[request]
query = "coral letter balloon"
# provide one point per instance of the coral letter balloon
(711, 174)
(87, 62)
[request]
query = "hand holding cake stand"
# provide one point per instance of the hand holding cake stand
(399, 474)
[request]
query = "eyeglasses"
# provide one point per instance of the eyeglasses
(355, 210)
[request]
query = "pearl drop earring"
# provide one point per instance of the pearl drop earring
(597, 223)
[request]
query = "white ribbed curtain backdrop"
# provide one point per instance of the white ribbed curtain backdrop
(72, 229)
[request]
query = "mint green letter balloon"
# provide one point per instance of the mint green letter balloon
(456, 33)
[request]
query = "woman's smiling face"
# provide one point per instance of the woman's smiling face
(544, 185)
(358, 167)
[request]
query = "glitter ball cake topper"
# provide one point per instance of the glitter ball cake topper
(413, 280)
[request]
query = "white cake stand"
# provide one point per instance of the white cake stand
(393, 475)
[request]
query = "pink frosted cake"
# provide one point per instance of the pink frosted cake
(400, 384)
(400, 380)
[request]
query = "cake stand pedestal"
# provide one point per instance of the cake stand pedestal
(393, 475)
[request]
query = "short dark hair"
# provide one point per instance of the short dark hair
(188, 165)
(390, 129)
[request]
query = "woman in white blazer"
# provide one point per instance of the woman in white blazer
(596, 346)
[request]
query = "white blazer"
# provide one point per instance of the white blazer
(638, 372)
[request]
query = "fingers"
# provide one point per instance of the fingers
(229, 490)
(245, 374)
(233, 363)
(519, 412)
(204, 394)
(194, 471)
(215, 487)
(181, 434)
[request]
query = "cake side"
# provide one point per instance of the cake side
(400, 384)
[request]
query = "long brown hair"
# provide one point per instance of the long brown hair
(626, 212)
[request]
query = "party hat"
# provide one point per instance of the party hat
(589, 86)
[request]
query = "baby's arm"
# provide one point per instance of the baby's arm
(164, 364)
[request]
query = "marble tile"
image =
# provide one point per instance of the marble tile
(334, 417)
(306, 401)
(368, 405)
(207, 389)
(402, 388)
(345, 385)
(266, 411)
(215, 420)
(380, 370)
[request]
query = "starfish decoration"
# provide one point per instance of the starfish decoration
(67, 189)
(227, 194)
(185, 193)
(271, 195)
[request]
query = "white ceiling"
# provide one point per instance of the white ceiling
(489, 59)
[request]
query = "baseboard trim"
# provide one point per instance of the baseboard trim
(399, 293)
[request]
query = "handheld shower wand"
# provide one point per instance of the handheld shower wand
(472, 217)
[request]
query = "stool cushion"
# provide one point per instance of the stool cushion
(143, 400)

========

* WORK INSTRUCTION: Line by line, please reproduce the records exactly.

* WRITTEN SOLUTION:
[request]
query = "coral letter balloon"
# provide one point per instance of the coral letter balloon
(711, 174)
(87, 62)
[request]
query = "hand holding cake stand"
# provide one point per instance of the hand holding cake stand
(399, 474)
[request]
query = "eyeglasses"
# provide one point per instance of the eyeglasses
(355, 210)
[request]
query = "pearl drop earring"
# provide one point per instance of the pearl drop earring
(597, 223)
[request]
query = "white ribbed curtain backdrop"
# provide one point per instance of the white ribbed curtain backdrop
(72, 229)
[request]
query = "mint green letter balloon"
# provide one point per instance of the mint green letter balloon
(456, 33)
[request]
query = "woman's smiling face"
# provide one point per instance of the woman's smiling face
(544, 185)
(358, 167)
[request]
query = "glitter ball cake topper"
# provide one point per instance of the glitter ball cake topper
(413, 280)
[request]
query = "white cake stand"
# provide one point per instance of the white cake stand
(393, 475)
[request]
query = "pink frosted cake"
# provide one point per instance of the pink frosted cake
(400, 384)
(400, 380)
[request]
query = "cake stand pedestal"
# provide one point per instance of the cake stand pedestal
(393, 475)
[request]
query = "short dark hair"
# provide one point per instance of the short dark hair
(188, 165)
(390, 129)
[request]
query = "woman in white blazer"
# provide one point per instance of the woman in white blazer
(596, 346)
[request]
query = "white blazer"
# provide one point per instance of the white blazer
(638, 372)
[request]
query = "fingers"
# provide one point per instance of the fingers
(229, 490)
(245, 374)
(233, 363)
(519, 412)
(204, 394)
(194, 471)
(215, 487)
(181, 434)
[request]
query = "cake side"
# provide one point per instance of the cake side
(400, 384)
[request]
query = "long brown hair"
# provide one point per instance of the long brown hair
(626, 212)
[request]
query = "party hat"
# provide one point per instance of the party hat
(589, 86)
[request]
query = "baby's arm"
# provide one point per instance of the baby's arm
(164, 364)
[request]
query = "marble tile"
image =
# provide one point per instance of the marble tile
(334, 417)
(306, 401)
(368, 405)
(207, 389)
(402, 388)
(345, 385)
(266, 411)
(215, 420)
(380, 370)
[request]
query = "starfish decoration"
# provide one point per instance of the starfish decoration
(67, 189)
(227, 194)
(185, 193)
(271, 195)
[request]
query = "white ceiling"
# provide one point per instance of the white ceiling
(489, 59)
[request]
query = "baseboard trim"
# provide one point per instance of the baseboard trim
(399, 293)
[request]
query = "handheld shower wand"
# provide one point per instance of the handheld shower wand
(472, 217)
[request]
query = "stool cushion"
# provide one point per instance of the stool cushion
(143, 400)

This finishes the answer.